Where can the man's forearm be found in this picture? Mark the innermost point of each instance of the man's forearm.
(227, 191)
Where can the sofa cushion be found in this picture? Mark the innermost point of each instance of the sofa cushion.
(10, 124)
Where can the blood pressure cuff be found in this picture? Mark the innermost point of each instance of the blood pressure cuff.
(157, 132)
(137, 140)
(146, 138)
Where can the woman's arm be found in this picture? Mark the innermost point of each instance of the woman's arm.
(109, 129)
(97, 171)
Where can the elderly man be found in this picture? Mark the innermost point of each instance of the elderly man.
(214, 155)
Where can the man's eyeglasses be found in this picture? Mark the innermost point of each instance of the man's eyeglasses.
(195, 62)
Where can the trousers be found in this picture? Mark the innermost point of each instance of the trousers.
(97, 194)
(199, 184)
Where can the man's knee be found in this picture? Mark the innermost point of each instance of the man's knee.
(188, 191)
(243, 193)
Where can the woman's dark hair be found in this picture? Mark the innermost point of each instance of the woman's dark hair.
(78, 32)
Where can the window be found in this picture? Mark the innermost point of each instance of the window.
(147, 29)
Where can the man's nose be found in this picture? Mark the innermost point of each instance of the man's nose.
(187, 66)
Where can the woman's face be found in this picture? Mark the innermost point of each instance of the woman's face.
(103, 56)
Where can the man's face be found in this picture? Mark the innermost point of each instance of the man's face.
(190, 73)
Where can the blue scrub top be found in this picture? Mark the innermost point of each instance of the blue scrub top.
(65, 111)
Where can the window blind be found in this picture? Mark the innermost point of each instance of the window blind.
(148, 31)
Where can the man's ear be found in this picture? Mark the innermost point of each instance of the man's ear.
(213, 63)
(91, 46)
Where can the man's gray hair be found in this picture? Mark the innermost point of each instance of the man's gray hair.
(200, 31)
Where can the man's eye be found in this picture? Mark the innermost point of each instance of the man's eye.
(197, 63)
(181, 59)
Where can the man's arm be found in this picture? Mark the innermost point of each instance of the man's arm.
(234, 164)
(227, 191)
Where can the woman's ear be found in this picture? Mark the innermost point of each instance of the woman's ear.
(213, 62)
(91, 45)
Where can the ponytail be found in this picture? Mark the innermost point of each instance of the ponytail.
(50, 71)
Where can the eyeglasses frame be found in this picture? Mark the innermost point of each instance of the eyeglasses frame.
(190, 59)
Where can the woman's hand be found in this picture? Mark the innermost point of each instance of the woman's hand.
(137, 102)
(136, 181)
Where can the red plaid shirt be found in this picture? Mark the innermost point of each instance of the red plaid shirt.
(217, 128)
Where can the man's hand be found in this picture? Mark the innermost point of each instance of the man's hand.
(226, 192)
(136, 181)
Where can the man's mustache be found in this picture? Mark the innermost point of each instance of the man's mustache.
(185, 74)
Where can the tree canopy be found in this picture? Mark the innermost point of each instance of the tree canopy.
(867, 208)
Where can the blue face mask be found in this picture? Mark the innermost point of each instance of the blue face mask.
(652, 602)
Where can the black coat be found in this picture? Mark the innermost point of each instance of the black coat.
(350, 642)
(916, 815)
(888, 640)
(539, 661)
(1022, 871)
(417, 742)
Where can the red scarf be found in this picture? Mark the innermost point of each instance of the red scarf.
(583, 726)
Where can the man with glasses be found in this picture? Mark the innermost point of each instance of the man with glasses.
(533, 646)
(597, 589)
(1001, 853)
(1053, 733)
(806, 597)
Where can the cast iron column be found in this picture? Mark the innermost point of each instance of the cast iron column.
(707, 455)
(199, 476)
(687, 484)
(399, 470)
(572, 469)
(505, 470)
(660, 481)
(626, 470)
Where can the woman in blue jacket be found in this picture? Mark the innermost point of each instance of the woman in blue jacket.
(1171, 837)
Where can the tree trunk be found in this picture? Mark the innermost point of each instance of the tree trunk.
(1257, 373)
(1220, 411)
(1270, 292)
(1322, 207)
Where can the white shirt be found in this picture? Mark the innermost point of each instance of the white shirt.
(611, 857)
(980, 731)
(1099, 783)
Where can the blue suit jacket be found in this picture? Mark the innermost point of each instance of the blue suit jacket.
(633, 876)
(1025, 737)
• • • • • • •
* _PROBLEM TO SOLVE_: Having found the line that contains "Where can the blue suit", set down that line and all the rest through the end of the records, exactly.

* _SOLUTION TO THIS EXERCISE_:
Where can the blue suit jacket be found in this picture? Mark the innermost point of each instance of the blue suit jacket.
(633, 876)
(1025, 737)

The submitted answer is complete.